→ TEXT TO READ
# # # #
Think of the “Mux6” example explained in this Blog a few entries ago. Two bits pointed to a position, which value was the class to be predicted. In that example, the first two bits pointed to a position in the last 4 bits.
IF I were to break the 6 bits states in say two sub-strings of 3 bits each, thinking I can learn from each sub-string and then recompose (see “idea version 2” above)… I would fail miserably: you need the complete 6-bit strings in that example for the LCS to come up with the relevant rules!
That said…
Counter-caveat: Not-bit-4 in 10-bits states
I’ve shown ad-nauseam by now the “not-bit-4” example. In the example so far, I have used 5 bits strings. So the “search space” was that of 5 bits. And the solution was simple in that one bit would suffice to predict the whole class.
But that was arbitrary, and meant to be simple.
What if we were to be faced with the exact same rule to be found in 10-bits strings? The solution would be just as simple (two rules would suffice), but the search space would be comparatively… Well, way bigger.
In 5-bits, the not-bit-4 is fully expressed with 32 states.
In 10-bits, the SAME not-bit-4 classifier works with… 1024 states (total). For a perfect data mining exercise, you need to find a ruleset that perfectly matches all 1024 states, and you need to try combinations of 3 possible values per-bit (our ternary alphabet: {‘#’, ‘0’, ‘1’}). If I’m correct, that could be up to about 3^10*2 (including class) 59049-1 possible unique classifiers to potentially check (coverage ensures here that not-bit-4 is respected, so that’s only half the overall 10 bits strings + class, as half are illegal, making it a 3^10 matter… And the ‘##########’ option is not valid for us…). Well, approximately anyway.
And let’s remember, an LCS is expected to output a combination subset of these ~59K classifiers as an output System, which could be a very large search space indeed… (In a real world setup, that is.)
However! Well, let’s try to apply the logic of my “approach number 2” above to break down the exercise and then see what would happen in such a simple case…
Imagine I break down the exercise into 3 “trainings”:
The first 5 bits (which in fact are more than enough) per state, creating \(RLCS_1\)
The last 5 bits per state (completely irrelevant, but we don’t know that upfront), creating \(RLCS_2\)
Then the outputs of the above to train a third LCS, \(RLCS_{combined}\)
The hope is that we can train the first two in parallel, and use the predictions of these two in combination to then train a third classifier (which incidentally here would be exposed to 2-bits states). So I’d expect to reduce the search space quite a bit. And hence the training times.
Well, with no further ado, here come the initial results, and heck!
# # # #
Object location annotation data
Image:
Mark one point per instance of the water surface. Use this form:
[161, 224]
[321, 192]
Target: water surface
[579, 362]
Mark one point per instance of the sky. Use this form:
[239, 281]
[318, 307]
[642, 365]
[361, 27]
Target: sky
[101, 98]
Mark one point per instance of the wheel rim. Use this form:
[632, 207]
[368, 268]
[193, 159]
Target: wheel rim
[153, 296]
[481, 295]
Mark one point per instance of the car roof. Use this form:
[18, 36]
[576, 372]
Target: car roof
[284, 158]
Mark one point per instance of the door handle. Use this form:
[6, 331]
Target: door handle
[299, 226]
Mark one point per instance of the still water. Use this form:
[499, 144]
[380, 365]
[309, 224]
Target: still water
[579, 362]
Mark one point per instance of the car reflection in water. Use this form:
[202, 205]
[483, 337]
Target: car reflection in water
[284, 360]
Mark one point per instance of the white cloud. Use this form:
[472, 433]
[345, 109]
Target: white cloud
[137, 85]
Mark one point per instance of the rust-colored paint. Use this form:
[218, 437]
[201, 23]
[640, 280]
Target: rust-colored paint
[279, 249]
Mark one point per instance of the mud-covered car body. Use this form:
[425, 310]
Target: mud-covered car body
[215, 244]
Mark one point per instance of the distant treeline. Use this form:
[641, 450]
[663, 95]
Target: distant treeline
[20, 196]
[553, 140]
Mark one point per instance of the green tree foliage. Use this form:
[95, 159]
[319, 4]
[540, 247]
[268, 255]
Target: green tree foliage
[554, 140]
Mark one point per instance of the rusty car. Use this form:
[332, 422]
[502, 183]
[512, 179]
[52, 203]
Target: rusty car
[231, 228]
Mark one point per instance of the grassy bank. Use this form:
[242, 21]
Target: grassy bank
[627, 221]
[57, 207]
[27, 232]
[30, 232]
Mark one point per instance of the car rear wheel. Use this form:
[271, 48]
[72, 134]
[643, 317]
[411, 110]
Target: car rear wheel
# # # #
→ YOUR TASKS
a: In the excerpt on learning classifier systems, how many states fully express the not-bit-4 problem in 5-bit strings?
b: Carry on the excerpt on learning classifier systems, beginning after its final sentence.

→ REPLIES
a: 32 states.

b:
Parallel runtime using the approach described here to break the problem in just two 5-bit string sub-problems, less than 5 seconds:
Compared to original sequential time on the 10-bit string, more than 4 minutes:
The result however is slightly more difficult to interpret (that is, in the current version of this exercise, which I just wanted to see working, but it is not clean…). In particular, each subset I have to keep (for now) better than chance results (anything > 0.5), but that’s just because it’s a dirty example, it can be made cleaner for sure:
Still, from “> 4 minutes” to “< 5 seconds”! But then again, this will only works for such a problem where the solution did exist in a subset of original bit-strings.
Trick: Why so fast?
Well, for one, I am NOT in fact browsing in parallel through 1024 states!
See, each sub-string of 5 bits and its class, as a subset can be de-duplicated! There are a lot of repeated instances, say in the first subset, whereby all entries that say “00000 -> class 1” appear 32 times (one for each of the continuing 5-bit strings for the rest of the original state).
That kind of deduplication can reduce processing efforts indeed :)
Conclusion
I haven’t tested it yet, but I would wager this approach should work just fine on images too, as described above, breaking images in lines and then combining classifiers…
Parallelizing training is an obvious idea (to me) in concept: For some examples, training is slow, and so running it in N parallel processes must be faster (for, you know, complicated examples).
But as explained in some detail today, it’s not that simple! It might work in some cases, as explained, but in the “real world”, we wouldn’t know upfront whether it would in fact work, would we? And so we might have to do some trial-and-error…
But even just running tests on new datasets, as explained above, might allow us to:
Either see how we can run fast in parallel on a given dataset and still work out a solution
Or find out that the dataset cannot be broken the way we have initially chosen, indicating possible “epistasis”, which in itself would be interesting and would have just supposed a few seconds lost here.
Or – and that could happen – that the chosen dataset cannot be broken down as we would like it to, for an LCS to come up with a proposed classification solution as there is not a very clear-cut solution (think Yahoo finance historical data… Yes, I’ve had a quick look. Suffice to say, I won’t beat the markets just yet :D:D:D But that’s not relevant… )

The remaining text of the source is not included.